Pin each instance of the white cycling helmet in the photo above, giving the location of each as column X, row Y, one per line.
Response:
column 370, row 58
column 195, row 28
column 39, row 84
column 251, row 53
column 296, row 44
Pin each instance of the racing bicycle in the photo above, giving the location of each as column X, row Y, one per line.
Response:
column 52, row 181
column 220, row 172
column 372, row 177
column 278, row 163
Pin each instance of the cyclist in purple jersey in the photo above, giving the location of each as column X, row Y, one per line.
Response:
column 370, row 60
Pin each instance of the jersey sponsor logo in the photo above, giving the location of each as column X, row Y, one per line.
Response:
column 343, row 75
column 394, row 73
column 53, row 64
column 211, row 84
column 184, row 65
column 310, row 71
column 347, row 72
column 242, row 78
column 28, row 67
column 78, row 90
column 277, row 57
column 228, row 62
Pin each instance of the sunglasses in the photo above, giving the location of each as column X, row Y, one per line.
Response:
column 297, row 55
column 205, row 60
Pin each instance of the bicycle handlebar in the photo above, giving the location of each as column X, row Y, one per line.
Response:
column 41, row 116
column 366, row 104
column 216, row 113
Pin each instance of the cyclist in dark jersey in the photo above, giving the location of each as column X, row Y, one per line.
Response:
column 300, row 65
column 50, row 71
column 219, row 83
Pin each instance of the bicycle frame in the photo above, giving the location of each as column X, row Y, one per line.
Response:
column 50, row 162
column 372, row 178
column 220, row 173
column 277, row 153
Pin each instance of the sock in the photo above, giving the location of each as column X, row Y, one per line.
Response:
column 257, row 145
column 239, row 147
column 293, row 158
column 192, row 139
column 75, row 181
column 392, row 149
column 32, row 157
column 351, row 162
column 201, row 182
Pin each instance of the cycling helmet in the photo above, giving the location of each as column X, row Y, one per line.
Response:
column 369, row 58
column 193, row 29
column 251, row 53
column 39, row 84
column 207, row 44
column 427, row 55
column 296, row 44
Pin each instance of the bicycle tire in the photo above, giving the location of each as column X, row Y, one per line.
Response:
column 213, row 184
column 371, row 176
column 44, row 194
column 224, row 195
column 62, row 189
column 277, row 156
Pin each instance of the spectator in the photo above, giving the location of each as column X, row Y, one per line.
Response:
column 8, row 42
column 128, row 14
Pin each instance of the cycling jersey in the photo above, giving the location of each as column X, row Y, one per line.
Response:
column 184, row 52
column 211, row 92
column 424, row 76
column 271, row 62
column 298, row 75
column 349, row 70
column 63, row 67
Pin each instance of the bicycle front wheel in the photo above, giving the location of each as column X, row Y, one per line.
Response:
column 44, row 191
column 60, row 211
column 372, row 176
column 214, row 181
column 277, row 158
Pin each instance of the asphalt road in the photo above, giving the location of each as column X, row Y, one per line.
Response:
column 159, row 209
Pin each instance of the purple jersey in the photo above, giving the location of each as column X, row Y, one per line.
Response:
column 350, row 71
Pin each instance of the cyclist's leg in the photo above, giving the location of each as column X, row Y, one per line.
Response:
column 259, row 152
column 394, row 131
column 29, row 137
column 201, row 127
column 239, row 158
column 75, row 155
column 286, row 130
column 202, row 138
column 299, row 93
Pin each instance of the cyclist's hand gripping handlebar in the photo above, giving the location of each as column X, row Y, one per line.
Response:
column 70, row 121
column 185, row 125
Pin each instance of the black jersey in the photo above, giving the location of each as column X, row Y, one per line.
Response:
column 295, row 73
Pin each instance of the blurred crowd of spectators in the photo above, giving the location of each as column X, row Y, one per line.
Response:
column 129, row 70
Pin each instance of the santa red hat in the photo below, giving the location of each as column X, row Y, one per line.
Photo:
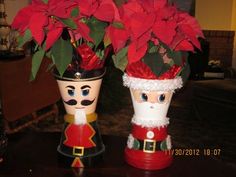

- [WHAT YOU NEED TO DO]: Exactly as they stand, retype all the entries, but omit the pictures.

- [RESULT OF THIS TASK]:
Pin each instance of the white cycling helmet in the photo above, giving the location of each as column X, row Y, one per line.
Response:
column 370, row 58
column 195, row 28
column 39, row 84
column 251, row 53
column 296, row 44
Pin each instance of the racing bicycle in the photo above, giving the location of each as column X, row Y, one per line.
Response:
column 52, row 181
column 220, row 172
column 372, row 177
column 278, row 163
Pin each instance of the cyclist in purple jersey in the photo above, giving the location of each as column X, row Y, one per line.
Response:
column 370, row 60
Pin each instance of the jersey sponsor logo in the photo above, giving the location of each as column X, row Y, one per line.
Response:
column 343, row 75
column 394, row 73
column 53, row 64
column 211, row 84
column 184, row 65
column 310, row 71
column 347, row 72
column 242, row 78
column 28, row 67
column 78, row 90
column 277, row 57
column 228, row 62
Pin each instance of the sunglasses in the photo above, giving the location of each as column X, row Y, one per line.
Response:
column 297, row 55
column 205, row 60
Pin each instance of the bicycle handlebar in the photo above, giving the location of each as column X, row Y, one per line.
Response:
column 41, row 116
column 366, row 104
column 216, row 113
Pin each instance of the cyclist in dark jersey in the photo above, giving the location of each as column X, row Y, one per line.
Response:
column 300, row 65
column 50, row 71
column 219, row 83
Pin each instance of the bicycle frame in the photo above, giving the location of each as column X, row Y, one per line.
Response:
column 50, row 162
column 372, row 178
column 220, row 173
column 277, row 153
Pin each instance of the sock in the photo above, giving the location of each as column X, row Y, one per line.
Response:
column 257, row 145
column 239, row 147
column 293, row 158
column 192, row 139
column 75, row 181
column 392, row 149
column 32, row 157
column 351, row 162
column 201, row 182
Pin each instance of the cycling helmet in the photo above, giving the location of each as column X, row Y, one per line.
Response:
column 369, row 58
column 193, row 29
column 251, row 53
column 39, row 84
column 207, row 44
column 427, row 55
column 296, row 44
Pin each instance of the bicycle tire in the photo above, giving the location of each as column X, row Y, one per line.
Response:
column 213, row 184
column 371, row 176
column 44, row 194
column 224, row 195
column 62, row 189
column 277, row 156
Pin each instance of the spectator in the photo above, giving the location of each as column X, row Y, one per line.
Response:
column 8, row 42
column 128, row 14
Pin each instance of the cycling jersey in the photo above, giving the location of each as column X, row Y, one per line.
Response:
column 184, row 52
column 211, row 92
column 424, row 76
column 271, row 62
column 298, row 75
column 349, row 70
column 63, row 67
Pin each instance of the bicycle front wheel in the photo above, giving the location of each as column X, row Y, one per line.
Response:
column 44, row 191
column 60, row 211
column 372, row 176
column 214, row 181
column 277, row 158
Pin each instance of the asphalt road in the photo above, giving the location of each as column X, row Y, one per line.
Response:
column 159, row 209
Pin each instance of the purple jersey in the photo above, giving the location of each as column X, row Y, one per line.
Response:
column 350, row 71
Pin each instance of the cyclist's leg in the photo above, giving the location of each as column X, row Y, one per line.
Response:
column 259, row 152
column 394, row 131
column 29, row 137
column 201, row 127
column 239, row 158
column 75, row 155
column 286, row 130
column 202, row 138
column 299, row 93
Pin each instance of the cyclist's hand gripping handlebar in the photo above, giving the location of each as column X, row Y, one per line.
Response:
column 70, row 121
column 185, row 125
Pin each instance of the black jersey in the photo above, giving the location of each as column X, row Y, one per line.
Response:
column 295, row 73
Pin each instance of the blurred crowd of spectators in the photo above, giving the location of each as column X, row Y, one per line.
Response:
column 129, row 70
Pin each instance of the santa red hat in the photo below, giving the location of each as column X, row Y, one per line.
Photo:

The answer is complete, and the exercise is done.